## THE PROBLEM
Replace "labeling pipeline" with "annotation pipeline" in the listing below, from the line with "Our labeling pipeline flagged the pale green" up to and including the line with "[526,167,554,191]". Return only those lines, with nothing else changed.
###
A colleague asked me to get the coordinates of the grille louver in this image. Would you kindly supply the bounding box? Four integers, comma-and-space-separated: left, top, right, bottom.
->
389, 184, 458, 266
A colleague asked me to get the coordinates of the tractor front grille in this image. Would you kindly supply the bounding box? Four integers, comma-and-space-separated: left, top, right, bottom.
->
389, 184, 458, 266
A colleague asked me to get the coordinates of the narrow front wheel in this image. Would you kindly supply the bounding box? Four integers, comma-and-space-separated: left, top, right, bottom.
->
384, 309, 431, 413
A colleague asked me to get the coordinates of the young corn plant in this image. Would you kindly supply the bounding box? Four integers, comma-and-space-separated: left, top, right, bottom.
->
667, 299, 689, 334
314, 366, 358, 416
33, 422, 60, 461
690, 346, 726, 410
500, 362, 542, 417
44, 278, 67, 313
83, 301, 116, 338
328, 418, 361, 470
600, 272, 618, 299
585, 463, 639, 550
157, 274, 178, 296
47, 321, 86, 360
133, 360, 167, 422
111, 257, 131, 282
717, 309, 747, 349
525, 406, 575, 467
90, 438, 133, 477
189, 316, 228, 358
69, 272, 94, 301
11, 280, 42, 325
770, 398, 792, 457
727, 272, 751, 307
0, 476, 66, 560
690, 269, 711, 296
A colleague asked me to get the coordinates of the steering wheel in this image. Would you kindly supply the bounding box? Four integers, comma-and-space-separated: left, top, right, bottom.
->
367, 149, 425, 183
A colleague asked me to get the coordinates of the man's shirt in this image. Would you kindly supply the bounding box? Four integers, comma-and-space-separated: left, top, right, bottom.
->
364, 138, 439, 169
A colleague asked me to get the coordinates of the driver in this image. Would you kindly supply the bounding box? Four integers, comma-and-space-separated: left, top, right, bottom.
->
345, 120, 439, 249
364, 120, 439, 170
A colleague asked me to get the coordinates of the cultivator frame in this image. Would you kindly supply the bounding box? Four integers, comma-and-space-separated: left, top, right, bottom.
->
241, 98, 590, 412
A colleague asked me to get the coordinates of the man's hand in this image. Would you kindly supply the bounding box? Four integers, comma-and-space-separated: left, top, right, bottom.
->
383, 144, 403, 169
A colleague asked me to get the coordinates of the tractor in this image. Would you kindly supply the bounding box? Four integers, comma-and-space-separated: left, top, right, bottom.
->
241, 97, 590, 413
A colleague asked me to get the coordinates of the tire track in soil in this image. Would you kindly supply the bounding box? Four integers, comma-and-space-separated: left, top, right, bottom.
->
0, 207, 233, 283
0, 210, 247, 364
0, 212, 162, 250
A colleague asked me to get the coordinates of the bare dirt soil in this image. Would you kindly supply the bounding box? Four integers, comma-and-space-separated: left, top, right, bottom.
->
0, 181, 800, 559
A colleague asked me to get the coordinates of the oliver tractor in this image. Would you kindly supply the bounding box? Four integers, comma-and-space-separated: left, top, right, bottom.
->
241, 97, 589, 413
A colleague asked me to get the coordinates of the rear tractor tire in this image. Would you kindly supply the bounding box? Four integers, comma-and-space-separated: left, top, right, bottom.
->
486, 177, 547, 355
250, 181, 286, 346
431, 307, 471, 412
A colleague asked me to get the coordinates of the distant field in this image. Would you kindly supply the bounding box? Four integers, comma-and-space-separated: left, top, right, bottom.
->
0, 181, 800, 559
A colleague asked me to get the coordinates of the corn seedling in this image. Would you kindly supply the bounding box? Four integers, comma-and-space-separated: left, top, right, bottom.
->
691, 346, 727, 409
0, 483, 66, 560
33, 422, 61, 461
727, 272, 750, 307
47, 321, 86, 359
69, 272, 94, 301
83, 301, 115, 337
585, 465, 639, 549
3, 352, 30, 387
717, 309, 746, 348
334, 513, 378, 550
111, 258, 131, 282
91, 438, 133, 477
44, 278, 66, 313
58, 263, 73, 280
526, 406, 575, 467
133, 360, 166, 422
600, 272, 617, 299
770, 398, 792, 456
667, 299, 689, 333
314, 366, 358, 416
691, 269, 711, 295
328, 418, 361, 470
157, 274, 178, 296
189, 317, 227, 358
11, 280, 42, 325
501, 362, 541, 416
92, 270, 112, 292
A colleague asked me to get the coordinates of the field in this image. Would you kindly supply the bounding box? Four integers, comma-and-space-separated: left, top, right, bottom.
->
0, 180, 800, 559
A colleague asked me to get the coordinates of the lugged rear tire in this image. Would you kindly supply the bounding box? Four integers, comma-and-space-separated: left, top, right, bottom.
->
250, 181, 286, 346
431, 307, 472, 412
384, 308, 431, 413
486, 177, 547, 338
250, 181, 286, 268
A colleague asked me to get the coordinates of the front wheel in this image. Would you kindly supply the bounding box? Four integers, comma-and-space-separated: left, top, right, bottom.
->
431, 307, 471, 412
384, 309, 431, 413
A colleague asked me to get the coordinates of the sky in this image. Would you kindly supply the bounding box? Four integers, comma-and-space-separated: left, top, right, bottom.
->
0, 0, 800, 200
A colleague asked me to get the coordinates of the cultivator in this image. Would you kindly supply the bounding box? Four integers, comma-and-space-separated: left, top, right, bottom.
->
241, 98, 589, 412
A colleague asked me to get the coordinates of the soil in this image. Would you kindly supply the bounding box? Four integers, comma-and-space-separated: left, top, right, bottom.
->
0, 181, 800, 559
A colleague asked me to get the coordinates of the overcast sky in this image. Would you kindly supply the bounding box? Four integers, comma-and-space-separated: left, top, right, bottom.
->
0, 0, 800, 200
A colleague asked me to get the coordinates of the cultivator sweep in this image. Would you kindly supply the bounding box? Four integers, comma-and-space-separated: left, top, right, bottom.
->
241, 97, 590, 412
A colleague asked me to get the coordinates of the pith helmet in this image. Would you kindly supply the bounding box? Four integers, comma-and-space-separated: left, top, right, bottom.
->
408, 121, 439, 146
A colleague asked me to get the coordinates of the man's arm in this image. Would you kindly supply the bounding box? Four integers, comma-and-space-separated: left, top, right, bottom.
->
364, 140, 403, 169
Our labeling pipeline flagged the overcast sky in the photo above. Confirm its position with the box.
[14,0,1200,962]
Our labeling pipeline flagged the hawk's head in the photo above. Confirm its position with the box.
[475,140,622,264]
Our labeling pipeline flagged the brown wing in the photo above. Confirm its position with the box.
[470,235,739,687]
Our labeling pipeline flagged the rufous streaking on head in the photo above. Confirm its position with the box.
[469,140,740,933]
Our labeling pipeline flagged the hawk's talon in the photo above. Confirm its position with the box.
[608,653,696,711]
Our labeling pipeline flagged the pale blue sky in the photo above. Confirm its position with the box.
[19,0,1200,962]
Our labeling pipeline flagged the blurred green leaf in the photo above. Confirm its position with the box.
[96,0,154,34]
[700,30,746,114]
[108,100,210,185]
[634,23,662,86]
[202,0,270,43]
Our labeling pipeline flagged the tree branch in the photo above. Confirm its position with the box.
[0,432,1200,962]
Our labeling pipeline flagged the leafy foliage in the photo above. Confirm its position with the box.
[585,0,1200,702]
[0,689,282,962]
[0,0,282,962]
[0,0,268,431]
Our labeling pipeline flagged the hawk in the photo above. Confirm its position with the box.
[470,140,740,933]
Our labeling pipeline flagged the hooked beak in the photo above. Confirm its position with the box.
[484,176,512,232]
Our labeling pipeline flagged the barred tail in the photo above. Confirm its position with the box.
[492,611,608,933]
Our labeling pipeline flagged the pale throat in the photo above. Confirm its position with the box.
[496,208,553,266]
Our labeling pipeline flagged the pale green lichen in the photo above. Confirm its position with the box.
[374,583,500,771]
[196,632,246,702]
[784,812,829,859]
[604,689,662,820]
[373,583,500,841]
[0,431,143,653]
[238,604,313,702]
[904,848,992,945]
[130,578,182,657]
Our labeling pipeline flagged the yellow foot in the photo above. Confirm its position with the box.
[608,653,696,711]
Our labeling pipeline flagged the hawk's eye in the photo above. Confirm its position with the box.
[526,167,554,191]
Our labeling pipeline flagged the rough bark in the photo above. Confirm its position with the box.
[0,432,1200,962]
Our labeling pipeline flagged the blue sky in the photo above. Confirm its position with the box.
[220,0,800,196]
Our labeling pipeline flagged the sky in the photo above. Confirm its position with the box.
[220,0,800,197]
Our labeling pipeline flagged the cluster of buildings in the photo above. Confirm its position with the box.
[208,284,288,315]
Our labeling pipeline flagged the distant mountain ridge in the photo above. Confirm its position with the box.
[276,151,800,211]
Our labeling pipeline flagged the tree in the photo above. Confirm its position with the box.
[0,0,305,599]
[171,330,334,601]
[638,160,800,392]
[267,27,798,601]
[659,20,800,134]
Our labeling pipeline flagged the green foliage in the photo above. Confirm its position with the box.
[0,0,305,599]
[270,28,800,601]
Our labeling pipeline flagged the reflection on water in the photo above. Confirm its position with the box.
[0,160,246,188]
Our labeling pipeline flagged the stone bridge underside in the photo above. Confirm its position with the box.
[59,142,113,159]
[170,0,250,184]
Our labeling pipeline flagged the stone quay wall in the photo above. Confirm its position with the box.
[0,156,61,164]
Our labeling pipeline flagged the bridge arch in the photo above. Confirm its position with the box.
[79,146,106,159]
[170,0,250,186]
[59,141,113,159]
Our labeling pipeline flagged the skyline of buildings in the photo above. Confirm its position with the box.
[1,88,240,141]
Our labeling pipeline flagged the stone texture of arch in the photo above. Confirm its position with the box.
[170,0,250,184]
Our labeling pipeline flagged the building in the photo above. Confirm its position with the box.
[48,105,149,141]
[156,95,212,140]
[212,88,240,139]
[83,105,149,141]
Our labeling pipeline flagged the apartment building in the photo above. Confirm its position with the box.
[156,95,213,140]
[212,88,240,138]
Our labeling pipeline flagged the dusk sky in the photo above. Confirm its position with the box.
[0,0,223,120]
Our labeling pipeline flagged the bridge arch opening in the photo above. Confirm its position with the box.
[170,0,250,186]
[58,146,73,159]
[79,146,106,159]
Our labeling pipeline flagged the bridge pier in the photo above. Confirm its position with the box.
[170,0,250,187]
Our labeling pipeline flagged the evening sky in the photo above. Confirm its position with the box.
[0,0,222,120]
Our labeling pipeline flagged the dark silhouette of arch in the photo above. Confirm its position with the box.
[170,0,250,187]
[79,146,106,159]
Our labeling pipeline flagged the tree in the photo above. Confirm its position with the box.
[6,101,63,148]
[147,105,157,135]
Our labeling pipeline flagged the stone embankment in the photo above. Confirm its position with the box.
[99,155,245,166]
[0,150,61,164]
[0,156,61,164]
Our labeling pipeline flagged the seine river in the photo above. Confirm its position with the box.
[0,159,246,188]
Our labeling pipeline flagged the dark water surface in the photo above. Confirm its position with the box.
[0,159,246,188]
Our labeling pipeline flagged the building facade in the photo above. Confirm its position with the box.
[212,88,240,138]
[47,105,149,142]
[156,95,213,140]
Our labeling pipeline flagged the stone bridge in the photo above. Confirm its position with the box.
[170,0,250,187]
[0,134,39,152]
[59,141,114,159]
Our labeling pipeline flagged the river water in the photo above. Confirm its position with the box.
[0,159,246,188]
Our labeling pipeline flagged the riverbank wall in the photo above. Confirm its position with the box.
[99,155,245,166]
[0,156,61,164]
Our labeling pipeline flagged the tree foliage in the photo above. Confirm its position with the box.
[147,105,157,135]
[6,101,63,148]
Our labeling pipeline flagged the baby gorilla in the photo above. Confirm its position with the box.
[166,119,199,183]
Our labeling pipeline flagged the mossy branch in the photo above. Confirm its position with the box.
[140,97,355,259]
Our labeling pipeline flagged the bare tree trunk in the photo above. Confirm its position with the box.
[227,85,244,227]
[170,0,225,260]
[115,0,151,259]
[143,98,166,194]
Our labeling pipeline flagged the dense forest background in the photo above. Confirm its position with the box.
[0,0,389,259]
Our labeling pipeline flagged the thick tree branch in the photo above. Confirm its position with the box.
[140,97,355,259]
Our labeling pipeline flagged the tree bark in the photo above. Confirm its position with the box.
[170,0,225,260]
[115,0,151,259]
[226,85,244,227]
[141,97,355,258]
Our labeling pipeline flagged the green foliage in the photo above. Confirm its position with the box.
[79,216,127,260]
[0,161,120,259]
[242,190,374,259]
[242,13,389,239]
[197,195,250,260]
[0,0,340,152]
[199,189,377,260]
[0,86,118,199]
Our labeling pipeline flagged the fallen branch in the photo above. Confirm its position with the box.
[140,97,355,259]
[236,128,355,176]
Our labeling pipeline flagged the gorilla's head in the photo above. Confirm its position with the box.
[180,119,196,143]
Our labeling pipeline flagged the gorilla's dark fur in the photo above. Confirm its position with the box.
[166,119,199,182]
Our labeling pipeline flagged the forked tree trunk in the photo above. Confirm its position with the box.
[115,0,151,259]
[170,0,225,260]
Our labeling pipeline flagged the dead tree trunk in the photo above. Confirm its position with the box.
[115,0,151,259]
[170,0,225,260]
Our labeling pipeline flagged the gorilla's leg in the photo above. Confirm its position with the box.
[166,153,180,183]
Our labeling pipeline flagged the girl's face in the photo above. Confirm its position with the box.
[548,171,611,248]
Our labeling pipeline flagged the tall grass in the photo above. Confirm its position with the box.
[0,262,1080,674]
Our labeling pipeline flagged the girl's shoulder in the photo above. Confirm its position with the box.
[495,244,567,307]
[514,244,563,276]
###
## RIGHT ANSWER
Our annotation pipeline flagged the pale green lichen in the photo above. Confirm its position with the box.
[374,583,500,771]
[196,632,246,702]
[784,812,829,859]
[604,689,662,820]
[373,583,500,841]
[0,431,143,653]
[238,604,313,702]
[904,848,992,945]
[130,578,182,657]
Our annotation pipeline flagged the yellow foot in the photo above. Confirm its position with the box.
[608,653,696,711]
Our annotation pipeline flagged the hawk's eye in the photo above. Confirm its position with the box.
[526,167,554,191]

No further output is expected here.